> **Exercise instructions**: Turn the lines below, starting with the one containing "I need to verify whether the towel" and ending with the one containing "489 150 518 183", into a Markdown table with the columns No. and Line. Number each line and leave out any blank ones.

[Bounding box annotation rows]
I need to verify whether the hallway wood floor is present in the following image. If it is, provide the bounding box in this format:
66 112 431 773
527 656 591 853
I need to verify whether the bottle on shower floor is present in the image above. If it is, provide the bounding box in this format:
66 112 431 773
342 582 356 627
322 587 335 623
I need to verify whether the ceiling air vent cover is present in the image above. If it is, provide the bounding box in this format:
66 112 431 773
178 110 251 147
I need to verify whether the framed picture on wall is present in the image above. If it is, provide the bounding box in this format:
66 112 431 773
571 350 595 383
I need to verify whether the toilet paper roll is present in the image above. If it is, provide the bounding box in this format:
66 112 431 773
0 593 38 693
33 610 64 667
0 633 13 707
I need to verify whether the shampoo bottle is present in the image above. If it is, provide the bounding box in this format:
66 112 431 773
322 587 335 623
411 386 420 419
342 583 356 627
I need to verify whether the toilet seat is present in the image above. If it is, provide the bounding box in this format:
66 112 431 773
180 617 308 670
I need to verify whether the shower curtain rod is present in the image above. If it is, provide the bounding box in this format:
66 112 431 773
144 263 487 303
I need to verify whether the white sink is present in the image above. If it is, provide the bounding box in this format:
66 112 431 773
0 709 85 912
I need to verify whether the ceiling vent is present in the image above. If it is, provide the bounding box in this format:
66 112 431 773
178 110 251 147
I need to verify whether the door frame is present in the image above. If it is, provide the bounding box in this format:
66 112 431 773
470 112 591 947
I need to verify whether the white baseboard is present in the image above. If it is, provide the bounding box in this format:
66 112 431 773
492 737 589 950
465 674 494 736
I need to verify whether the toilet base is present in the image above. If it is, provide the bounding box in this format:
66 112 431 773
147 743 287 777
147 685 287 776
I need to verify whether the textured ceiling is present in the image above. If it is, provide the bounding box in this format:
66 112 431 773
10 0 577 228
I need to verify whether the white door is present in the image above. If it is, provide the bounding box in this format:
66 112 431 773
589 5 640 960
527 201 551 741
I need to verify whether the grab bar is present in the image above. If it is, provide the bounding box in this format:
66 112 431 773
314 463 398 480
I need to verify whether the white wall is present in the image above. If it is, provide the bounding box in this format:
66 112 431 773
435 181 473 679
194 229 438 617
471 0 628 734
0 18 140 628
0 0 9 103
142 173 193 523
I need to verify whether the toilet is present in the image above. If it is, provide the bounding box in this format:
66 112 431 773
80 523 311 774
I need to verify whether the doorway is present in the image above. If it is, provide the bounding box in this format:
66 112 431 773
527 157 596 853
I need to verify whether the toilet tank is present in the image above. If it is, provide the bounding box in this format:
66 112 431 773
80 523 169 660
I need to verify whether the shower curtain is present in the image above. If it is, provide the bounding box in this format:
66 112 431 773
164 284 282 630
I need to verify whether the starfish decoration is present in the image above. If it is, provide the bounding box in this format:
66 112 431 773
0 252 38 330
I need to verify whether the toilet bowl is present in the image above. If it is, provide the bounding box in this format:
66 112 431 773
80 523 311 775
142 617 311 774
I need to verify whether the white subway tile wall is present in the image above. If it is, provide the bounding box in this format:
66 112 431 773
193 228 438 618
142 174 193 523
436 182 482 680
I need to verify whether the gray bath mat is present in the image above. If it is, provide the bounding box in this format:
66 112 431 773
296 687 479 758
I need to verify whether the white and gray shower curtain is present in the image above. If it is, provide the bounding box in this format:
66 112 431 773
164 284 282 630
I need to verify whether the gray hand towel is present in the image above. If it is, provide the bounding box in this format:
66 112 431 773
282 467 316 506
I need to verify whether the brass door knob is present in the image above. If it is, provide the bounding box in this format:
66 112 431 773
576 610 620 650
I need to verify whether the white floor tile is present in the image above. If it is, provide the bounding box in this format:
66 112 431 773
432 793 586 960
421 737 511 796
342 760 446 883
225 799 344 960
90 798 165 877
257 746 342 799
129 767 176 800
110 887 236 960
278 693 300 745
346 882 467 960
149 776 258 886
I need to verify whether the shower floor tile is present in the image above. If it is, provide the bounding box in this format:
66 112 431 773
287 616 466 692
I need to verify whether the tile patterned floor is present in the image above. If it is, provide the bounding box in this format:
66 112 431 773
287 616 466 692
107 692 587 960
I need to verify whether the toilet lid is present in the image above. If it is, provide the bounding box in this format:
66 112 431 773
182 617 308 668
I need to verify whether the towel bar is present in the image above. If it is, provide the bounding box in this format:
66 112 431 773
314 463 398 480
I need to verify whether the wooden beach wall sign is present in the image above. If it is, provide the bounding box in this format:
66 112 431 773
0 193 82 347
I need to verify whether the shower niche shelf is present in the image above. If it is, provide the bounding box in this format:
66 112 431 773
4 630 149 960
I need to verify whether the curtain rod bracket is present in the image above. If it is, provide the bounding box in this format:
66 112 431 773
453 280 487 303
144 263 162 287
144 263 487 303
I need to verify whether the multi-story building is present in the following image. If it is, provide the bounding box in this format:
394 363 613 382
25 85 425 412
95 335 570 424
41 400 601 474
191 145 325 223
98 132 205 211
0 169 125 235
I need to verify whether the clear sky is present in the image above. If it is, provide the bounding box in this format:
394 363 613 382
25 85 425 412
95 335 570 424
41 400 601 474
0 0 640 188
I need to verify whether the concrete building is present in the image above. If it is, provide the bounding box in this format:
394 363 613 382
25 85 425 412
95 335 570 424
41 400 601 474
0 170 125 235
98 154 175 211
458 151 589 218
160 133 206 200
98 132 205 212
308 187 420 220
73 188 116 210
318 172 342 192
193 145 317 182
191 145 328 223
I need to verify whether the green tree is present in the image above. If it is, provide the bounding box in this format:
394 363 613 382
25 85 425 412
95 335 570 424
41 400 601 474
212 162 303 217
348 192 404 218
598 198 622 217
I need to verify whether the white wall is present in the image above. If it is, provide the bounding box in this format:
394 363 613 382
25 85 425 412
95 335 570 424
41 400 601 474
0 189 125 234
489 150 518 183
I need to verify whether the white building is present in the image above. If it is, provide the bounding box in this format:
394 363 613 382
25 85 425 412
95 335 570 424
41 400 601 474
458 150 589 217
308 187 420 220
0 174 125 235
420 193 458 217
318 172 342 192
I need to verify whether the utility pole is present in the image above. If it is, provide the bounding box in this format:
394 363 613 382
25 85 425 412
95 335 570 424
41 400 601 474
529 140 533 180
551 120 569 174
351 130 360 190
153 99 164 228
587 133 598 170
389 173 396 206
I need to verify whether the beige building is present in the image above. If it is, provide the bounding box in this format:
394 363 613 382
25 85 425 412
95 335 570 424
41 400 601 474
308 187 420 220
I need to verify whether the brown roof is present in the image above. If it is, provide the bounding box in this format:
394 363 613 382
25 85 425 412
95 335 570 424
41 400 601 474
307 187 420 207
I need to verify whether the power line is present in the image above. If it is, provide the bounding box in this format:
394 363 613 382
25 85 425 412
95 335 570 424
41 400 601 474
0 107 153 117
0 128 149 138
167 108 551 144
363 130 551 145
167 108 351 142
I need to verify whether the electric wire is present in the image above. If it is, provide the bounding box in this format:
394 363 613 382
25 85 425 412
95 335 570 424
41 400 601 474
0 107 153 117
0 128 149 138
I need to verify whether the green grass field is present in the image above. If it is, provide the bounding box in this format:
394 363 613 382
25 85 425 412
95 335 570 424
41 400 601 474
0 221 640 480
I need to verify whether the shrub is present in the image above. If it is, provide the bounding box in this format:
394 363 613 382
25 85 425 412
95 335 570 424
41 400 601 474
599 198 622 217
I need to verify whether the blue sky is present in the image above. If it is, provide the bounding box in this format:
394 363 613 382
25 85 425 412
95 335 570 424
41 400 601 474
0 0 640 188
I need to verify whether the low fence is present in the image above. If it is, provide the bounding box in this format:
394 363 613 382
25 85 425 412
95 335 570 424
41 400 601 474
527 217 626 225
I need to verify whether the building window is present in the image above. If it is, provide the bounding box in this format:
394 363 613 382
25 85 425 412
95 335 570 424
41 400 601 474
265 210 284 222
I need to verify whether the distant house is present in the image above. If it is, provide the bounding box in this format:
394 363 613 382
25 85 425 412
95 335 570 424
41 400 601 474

> **Answer below**:
| No. | Line |
|---|---|
| 1 | I need to verify whether the towel bar is present in the image above. If it is, provide the bounding box in this format: |
| 2 | 66 112 431 773 |
| 3 | 314 463 398 480 |
| 4 | I need to verify whether the wooden beach wall sign is present in the image above. If it is, provide the bounding box in this format: |
| 5 | 66 112 431 773 |
| 6 | 0 193 82 347 |
| 7 | I need to verify whether the shower niche shelf is present in the image above. If it is, provide the bounding box in this format: |
| 8 | 66 112 431 773 |
| 9 | 4 630 149 960 |
| 10 | I need to verify whether the curtain rod bracket is present in the image above. If it is, provide the bounding box in this format: |
| 11 | 66 112 431 773 |
| 12 | 453 280 487 303 |
| 13 | 144 263 162 287 |
| 14 | 144 263 487 303 |
| 15 | I need to verify whether the multi-story building is present in the following image. If it is, provide the bounding box in this format: |
| 16 | 394 363 613 382 |
| 17 | 25 85 425 412 |
| 18 | 95 335 570 424 |
| 19 | 41 400 601 474 |
| 20 | 191 145 325 223 |
| 21 | 98 132 205 211 |
| 22 | 0 169 125 235 |
| 23 | I need to verify whether the clear sky is present in the image above. If it is, provide the bounding box in this format: |
| 24 | 394 363 613 382 |
| 25 | 25 85 425 412 |
| 26 | 95 335 570 424 |
| 27 | 41 400 601 474 |
| 28 | 0 0 640 188 |
| 29 | I need to verify whether the concrete building is present in the image above. If it is, provide the bounding box in this format: |
| 30 | 394 363 613 382 |
| 31 | 25 85 425 412 |
| 32 | 95 335 570 424 |
| 33 | 41 400 601 474 |
| 34 | 0 170 125 235 |
| 35 | 98 154 175 211 |
| 36 | 458 151 589 218 |
| 37 | 160 133 206 200 |
| 38 | 98 132 205 212 |
| 39 | 308 187 420 220 |
| 40 | 73 188 116 210 |
| 41 | 318 172 342 192 |
| 42 | 193 145 317 182 |
| 43 | 191 145 328 223 |
| 44 | I need to verify whether the green tree is present in the image above. If it is, provide the bounding box in this format: |
| 45 | 394 363 613 382 |
| 46 | 25 85 425 412 |
| 47 | 95 335 570 424 |
| 48 | 41 400 601 474 |
| 49 | 212 162 303 217 |
| 50 | 348 192 404 218 |
| 51 | 598 198 622 217 |
| 52 | I need to verify whether the white wall is present in the image above. If it is, provide the bounding box in this format: |
| 53 | 394 363 613 382 |
| 54 | 25 85 425 412 |
| 55 | 95 335 570 424 |
| 56 | 41 400 601 474 |
| 57 | 0 189 125 234 |
| 58 | 489 150 518 183 |